Give only the number of lines in the listing below that contain the string "small", with case counting.

****************

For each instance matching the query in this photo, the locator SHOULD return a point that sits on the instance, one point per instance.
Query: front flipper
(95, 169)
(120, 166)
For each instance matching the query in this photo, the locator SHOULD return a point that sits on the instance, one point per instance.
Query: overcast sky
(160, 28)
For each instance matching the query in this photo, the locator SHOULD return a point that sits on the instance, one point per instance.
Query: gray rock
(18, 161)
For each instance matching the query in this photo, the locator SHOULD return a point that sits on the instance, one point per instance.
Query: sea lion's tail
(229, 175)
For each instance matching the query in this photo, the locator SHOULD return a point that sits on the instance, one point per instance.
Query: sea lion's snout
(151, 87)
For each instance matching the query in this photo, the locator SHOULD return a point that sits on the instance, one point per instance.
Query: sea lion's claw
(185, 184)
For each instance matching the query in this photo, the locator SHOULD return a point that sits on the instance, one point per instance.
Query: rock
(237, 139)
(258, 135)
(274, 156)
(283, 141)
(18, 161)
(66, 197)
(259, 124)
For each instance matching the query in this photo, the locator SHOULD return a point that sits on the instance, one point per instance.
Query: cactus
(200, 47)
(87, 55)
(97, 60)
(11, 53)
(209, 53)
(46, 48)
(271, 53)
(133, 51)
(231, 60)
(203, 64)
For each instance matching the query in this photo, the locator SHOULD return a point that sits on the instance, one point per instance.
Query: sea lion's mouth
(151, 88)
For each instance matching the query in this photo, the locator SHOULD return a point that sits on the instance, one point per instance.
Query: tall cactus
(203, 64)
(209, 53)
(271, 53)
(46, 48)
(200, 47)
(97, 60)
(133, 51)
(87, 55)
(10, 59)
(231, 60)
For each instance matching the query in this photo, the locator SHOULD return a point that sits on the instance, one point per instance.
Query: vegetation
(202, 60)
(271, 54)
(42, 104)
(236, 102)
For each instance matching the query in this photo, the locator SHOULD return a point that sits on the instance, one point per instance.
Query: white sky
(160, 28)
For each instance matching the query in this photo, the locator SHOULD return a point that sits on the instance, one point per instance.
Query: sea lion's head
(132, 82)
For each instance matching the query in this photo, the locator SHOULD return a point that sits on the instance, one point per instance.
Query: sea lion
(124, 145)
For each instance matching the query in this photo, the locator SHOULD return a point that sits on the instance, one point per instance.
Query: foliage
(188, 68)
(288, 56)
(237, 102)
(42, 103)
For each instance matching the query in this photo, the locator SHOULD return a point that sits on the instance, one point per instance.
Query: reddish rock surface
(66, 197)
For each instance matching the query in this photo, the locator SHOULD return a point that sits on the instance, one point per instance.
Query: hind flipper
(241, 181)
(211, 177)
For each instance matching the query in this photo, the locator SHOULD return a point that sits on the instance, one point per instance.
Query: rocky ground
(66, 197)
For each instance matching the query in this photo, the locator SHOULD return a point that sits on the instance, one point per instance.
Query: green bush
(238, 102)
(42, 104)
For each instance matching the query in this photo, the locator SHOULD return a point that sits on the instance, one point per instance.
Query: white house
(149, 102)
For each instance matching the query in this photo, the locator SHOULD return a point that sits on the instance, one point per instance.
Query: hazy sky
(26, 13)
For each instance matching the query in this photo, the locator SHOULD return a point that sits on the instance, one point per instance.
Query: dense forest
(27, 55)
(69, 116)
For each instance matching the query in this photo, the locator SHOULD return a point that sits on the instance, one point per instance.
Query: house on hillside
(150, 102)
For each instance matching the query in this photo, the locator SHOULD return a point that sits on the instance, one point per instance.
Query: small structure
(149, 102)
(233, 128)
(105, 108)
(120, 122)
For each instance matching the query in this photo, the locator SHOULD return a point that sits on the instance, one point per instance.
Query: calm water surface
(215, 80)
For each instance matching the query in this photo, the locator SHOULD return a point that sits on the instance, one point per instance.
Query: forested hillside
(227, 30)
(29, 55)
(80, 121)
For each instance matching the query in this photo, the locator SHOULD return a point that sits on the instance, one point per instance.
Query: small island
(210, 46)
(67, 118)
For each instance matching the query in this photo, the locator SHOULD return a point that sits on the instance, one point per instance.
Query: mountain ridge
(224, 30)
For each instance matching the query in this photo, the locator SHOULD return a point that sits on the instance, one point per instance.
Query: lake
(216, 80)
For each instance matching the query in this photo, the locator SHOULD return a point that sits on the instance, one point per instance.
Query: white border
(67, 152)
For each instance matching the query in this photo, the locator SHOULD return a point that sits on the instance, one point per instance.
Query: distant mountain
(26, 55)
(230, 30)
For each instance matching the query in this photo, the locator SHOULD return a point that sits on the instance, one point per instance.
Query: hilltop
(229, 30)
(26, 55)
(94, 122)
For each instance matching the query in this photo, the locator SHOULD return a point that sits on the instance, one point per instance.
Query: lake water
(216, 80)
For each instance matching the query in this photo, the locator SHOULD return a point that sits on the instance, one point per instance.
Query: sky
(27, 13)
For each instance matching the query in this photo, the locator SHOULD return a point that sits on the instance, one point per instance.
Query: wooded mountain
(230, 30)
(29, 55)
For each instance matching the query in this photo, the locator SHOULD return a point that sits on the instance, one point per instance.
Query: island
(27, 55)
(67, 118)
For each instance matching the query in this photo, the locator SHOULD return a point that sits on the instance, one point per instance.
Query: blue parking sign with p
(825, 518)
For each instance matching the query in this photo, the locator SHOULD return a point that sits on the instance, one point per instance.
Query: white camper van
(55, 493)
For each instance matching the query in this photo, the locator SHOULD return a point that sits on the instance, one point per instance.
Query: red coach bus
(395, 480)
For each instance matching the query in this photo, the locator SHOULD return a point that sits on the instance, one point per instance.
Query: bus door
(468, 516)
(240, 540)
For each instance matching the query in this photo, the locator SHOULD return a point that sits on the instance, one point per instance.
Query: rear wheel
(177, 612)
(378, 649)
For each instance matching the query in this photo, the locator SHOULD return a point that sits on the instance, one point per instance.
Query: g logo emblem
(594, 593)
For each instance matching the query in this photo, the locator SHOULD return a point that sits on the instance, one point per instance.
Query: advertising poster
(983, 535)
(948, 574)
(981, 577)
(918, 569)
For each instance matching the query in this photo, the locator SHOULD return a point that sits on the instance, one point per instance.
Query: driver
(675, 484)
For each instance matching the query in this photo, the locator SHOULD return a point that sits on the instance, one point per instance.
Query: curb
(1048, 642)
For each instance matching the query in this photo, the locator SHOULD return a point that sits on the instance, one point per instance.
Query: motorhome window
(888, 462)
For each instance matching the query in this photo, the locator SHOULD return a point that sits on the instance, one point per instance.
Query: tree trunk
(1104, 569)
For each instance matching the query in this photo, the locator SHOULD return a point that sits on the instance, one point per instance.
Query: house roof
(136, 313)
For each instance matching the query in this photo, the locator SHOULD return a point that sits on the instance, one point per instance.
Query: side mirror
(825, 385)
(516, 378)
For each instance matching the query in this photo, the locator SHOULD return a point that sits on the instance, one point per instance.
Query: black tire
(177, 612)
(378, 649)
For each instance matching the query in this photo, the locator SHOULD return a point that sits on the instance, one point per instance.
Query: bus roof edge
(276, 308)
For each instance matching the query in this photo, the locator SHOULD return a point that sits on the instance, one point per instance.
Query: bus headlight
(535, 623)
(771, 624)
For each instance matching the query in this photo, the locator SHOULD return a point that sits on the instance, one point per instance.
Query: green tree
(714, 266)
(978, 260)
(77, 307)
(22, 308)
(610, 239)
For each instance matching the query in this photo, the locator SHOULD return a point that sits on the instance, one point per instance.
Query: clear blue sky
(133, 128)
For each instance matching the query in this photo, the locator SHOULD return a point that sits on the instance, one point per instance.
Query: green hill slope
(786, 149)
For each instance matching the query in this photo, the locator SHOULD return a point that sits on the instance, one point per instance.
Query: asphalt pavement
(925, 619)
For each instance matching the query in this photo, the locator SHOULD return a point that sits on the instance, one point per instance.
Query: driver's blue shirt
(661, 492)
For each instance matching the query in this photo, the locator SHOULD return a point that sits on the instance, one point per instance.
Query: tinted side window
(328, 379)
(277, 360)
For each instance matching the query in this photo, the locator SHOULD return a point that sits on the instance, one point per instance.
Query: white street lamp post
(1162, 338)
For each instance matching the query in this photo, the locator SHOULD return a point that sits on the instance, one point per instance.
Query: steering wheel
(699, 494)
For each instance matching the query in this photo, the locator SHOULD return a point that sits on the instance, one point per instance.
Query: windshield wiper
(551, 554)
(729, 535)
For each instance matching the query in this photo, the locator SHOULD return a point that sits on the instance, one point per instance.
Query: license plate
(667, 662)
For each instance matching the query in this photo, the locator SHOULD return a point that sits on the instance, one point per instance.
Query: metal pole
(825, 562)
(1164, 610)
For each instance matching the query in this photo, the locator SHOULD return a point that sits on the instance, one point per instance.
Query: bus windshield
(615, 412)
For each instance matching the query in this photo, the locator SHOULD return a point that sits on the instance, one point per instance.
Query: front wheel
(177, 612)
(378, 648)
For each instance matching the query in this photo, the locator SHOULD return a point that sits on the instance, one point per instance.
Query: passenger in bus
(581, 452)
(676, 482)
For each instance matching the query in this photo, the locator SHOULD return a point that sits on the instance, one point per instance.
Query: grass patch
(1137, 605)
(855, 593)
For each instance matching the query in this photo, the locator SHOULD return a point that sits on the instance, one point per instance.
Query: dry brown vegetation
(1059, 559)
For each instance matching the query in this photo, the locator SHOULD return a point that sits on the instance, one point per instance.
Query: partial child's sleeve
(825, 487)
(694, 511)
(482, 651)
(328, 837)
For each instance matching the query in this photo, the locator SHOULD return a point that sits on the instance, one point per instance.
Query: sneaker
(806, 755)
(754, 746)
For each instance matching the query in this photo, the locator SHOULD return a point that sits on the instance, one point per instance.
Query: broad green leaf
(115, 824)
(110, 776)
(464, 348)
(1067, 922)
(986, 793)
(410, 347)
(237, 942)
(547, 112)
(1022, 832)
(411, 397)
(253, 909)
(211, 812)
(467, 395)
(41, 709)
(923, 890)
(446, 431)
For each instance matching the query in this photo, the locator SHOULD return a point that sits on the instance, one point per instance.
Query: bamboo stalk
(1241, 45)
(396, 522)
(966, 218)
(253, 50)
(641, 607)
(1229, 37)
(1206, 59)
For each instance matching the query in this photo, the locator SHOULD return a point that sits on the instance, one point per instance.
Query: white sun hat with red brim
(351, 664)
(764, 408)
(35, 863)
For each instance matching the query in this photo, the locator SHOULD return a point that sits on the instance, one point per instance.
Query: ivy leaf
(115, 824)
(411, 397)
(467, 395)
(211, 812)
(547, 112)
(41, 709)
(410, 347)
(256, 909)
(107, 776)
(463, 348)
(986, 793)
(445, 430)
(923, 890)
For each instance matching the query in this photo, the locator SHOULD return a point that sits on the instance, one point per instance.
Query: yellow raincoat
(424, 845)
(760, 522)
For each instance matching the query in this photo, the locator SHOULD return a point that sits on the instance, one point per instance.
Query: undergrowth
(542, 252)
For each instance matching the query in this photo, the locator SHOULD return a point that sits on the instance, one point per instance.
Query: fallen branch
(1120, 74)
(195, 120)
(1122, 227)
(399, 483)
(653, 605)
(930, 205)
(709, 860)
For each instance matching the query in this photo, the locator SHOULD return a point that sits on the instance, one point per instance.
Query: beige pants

****************

■ **RESPONSE**: 2